[DOCUMENT SECTION — start]

"My red is coming out!!!!" Toby yells. His alarm is always disproportionate to the actual trauma, so I have no idea if its a hangnail or a severed arm when he summons my highly qualified medical self to come rescue him. I nonchalantly grab a napkin and take it to the living room where he and Greg have all 87 parts of a ceiling fan sprawled out on the floor. Toby is sobbing and flipping me the bird. Well, not the actual bird, but he is sobbing and pointing my way with his injured middle finger.
"Is it a paper cut?" I ask because I forgot my go-go-gadget magnifier for microbooboo locating. "Mo-o-o-omm-y-y" he opens his mouth into such a wide cry that his lips barely reconnect for the m's. "I think your gonna make it buddy," I say. Greg returns to his screwdriverish super-project while I rinse Toby's finger in the kitchen sink.
Our underconcern makes him anxious-- as if some day he will puncture an artery or catch on fire and his parents might keep on weed-eating or browning turkey meat while he bleeds to death on the kitchen tile.

[DOCUMENT SECTION — finish]
[MATERIAL PROVIDED — start]

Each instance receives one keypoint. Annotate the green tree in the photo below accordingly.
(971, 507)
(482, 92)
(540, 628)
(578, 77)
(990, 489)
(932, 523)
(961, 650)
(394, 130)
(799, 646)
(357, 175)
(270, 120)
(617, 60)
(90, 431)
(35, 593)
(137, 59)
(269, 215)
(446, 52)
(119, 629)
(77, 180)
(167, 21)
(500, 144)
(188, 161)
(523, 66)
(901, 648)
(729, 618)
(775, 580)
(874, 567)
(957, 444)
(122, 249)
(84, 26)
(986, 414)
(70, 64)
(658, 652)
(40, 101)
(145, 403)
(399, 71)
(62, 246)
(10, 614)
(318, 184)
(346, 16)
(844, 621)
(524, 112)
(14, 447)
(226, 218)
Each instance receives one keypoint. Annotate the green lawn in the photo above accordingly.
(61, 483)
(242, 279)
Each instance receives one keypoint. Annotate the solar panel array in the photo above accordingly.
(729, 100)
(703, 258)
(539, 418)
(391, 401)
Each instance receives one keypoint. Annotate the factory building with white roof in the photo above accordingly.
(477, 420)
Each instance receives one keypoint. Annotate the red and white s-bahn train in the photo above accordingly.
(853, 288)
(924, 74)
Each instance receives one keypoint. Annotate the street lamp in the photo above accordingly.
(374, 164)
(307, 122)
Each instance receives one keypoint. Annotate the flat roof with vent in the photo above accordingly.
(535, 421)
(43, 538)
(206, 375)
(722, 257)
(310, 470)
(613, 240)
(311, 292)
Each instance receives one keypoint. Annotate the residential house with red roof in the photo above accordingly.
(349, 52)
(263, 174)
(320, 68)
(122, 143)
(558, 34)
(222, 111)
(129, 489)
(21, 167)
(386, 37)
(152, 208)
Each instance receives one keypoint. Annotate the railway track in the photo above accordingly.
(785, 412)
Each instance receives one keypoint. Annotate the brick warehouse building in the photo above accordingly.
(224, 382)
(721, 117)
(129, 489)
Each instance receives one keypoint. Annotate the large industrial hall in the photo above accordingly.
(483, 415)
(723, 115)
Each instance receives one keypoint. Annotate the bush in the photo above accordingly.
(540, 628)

[MATERIAL PROVIDED — finish]

In the passage about Toby's hurt finger, list every injury that is named either as something his cry might signal or as something he worries could someday happen to him.

- hangnail
- severed arm
- paper cut
- punctured artery
- catching on fire
- bleeding to death